Problem requirements:
Find every line below that contains the string "building" and copy each of those lines in full. Case counts, so match the capitalization.

[Point annotation records]
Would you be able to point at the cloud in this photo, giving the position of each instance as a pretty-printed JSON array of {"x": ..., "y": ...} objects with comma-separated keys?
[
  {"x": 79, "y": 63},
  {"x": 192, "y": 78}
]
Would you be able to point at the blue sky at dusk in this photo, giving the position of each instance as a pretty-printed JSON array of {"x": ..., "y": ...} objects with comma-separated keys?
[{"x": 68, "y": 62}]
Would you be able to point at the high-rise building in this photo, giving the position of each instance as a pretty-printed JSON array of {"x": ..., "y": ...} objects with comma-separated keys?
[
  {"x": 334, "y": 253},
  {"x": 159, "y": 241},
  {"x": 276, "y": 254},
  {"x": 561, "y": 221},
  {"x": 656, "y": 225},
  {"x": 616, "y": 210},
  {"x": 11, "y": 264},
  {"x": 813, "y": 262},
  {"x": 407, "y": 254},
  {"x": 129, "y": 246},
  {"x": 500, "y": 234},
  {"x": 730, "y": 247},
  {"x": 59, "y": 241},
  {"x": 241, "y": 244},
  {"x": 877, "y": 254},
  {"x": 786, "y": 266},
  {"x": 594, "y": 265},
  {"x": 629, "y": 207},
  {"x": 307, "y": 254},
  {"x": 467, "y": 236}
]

...

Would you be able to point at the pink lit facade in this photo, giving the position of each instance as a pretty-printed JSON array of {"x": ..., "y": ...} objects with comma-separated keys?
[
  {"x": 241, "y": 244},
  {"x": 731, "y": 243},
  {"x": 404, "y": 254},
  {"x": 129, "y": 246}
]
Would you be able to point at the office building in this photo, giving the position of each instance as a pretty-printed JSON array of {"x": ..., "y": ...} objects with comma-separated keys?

Solved problem:
Would you be able to point at the high-rise building in this photo, giving the position of each instance as a pretty-printed JSON array of {"x": ..., "y": ...} objects with comma-separated keys?
Would you be able to point at the office building in this photo, giving the position of each instance as a pretty-printed JSON array of {"x": ..., "y": ...} objects with comma-separated keys?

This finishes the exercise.